Top of Provided records

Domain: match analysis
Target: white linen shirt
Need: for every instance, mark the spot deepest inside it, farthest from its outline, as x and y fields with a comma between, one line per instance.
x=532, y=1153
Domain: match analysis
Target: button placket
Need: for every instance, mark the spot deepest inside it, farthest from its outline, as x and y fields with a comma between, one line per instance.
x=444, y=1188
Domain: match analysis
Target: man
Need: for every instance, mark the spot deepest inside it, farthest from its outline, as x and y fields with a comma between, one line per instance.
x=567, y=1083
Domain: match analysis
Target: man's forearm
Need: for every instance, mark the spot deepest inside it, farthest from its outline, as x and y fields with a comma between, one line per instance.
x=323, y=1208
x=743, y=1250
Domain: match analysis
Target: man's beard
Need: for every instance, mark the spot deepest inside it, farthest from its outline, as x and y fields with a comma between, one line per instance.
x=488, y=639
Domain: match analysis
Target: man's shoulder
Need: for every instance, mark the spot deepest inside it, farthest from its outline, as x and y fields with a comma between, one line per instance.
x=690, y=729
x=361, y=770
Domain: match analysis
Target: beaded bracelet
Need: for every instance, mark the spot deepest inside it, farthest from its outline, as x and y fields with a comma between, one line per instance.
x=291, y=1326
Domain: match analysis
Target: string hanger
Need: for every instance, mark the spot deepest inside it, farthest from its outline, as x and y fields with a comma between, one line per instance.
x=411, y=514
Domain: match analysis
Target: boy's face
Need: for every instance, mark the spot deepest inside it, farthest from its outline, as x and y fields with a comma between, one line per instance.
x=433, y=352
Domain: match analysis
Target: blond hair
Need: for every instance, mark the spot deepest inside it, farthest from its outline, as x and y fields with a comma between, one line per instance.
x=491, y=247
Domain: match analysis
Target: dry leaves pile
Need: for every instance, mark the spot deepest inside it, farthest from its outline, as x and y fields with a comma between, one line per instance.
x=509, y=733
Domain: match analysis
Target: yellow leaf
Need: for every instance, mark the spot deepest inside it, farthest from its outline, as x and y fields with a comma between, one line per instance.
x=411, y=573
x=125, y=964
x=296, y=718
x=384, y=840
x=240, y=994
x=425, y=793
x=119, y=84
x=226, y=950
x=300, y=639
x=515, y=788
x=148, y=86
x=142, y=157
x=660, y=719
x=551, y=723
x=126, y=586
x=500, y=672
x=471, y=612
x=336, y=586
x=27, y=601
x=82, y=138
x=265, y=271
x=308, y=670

Bottom of Provided records

▸ **Your goal**: Would you return each entry exactly as it reads?

▸ **Task response**:
Domain: match analysis
Target: white linen shirt
Need: for every instance, mark the spot deepest inside it, farthest from its outline, as x and y fields with a comma between, one line per instance.
x=532, y=1153
Domain: match analysis
Target: button placket
Need: for every instance, mark the spot deepest inside it, farthest from its outline, as x and y fields with a comma between, one line per instance.
x=444, y=1188
Domain: match analysis
Target: man
Need: for every instance, mark the spot deepest inside it, farthest from its outline, as x and y fields with a comma between, one line per instance.
x=567, y=1083
Domain: match analysis
Target: man's forearm
Need: for every instance, mark the spot deepest inside it, farthest from its outline, as x and y fields with a comma between, one line per instance.
x=323, y=1208
x=743, y=1250
Domain: match analysis
Target: man's beard
Need: for every instance, mark the spot deepest inside it, farthest from its outline, as x and y fields with a comma between, one line per instance.
x=488, y=639
Domain: match analysis
Target: man's shoulder
Need: for every instance, mark the spot deepest inside it, farthest from its outline, as x and y fields with a comma between, one line per instance.
x=690, y=729
x=361, y=770
Domain: match analysis
Target: beaded bracelet
Need: for every instance, mark the spot deepest inside it, farthest from its outline, as x and y fields with a comma between, one line per instance.
x=291, y=1326
Domain: match analysis
Target: string hanger
Need: for every instance, mark the spot deepest inside it, farthest from its outline, as x and y fields with a comma between, one line per instance.
x=411, y=514
Domain: match analysis
Target: boy's face
Need: for every instance, mark the spot deepest inside it, farthest from its outline, as x and y fields with a comma between, one line per instance.
x=433, y=352
Domain: match analysis
Target: blond hair
Need: for every instance, mark the spot deepest inside it, farthest from its outline, as x and y fields with a comma between, one line per instance.
x=491, y=247
Domain: match analysis
Target: dry leaves pile
Need: for every instance, mark the spot deepest inside it, farthest from its outline, as x and y fields with a comma between, one line per instance.
x=509, y=733
Domain: match analysis
Target: yellow leaf
Need: for every instance, mark the spot deepest inside it, farthest from its outline, as x and y fields with a comma between, one line per instance.
x=411, y=573
x=125, y=964
x=296, y=718
x=384, y=840
x=240, y=994
x=425, y=793
x=119, y=84
x=226, y=950
x=300, y=639
x=515, y=788
x=148, y=86
x=142, y=157
x=660, y=719
x=551, y=723
x=126, y=586
x=500, y=672
x=471, y=612
x=336, y=586
x=27, y=601
x=82, y=138
x=265, y=271
x=308, y=670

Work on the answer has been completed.